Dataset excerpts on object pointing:

——————————

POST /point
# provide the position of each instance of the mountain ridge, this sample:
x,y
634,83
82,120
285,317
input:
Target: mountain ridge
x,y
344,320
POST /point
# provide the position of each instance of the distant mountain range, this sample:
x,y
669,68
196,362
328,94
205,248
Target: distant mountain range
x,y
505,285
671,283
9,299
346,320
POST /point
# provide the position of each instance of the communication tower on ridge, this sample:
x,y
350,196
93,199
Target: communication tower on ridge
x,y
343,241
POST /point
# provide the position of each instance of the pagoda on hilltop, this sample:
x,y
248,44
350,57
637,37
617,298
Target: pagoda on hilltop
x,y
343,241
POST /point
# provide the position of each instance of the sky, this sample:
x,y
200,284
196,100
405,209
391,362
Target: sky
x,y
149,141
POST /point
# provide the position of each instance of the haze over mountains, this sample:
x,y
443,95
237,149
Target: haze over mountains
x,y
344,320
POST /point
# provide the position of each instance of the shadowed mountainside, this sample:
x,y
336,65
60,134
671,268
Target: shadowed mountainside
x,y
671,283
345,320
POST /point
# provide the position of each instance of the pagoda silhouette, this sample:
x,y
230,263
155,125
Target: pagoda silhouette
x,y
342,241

——————————

Stated task — Write out all of the rows above word for word, keeping every line in its original order.

Result of this task —
POST /point
# provide the position of each instance of the mountain ridge, this sample:
x,y
634,83
82,120
285,317
input:
Target: mountain ridge
x,y
344,320
POST /point
# provide the position of each instance of the distant mountain range, this sample:
x,y
669,68
196,362
328,94
205,248
Target: distant mountain range
x,y
505,285
671,283
9,299
346,320
POST /point
# provide the position of each instance of the communication tower on ridge, this sample:
x,y
350,196
93,199
Target: communication tower on ridge
x,y
343,241
POST /point
# provide the position of each instance of the pagoda on hilltop, this sample:
x,y
248,44
350,57
637,37
617,298
Target: pagoda on hilltop
x,y
343,241
POST /point
# provide the position of each instance of the sky, this sample:
x,y
200,284
196,100
405,209
391,362
Target: sky
x,y
149,141
POST /point
# provide the position of each instance of the haze over mountains, this sample:
x,y
443,95
237,149
Target: haze over mountains
x,y
344,320
POST /point
# provide the position of each instance of the shadowed mountainside, this sample:
x,y
336,65
60,134
671,268
Target: shadowed mountainside
x,y
671,283
345,320
POST /point
# provide the position of each instance of the pagoda silhouette, this sample:
x,y
230,263
155,125
Target: pagoda silhouette
x,y
342,241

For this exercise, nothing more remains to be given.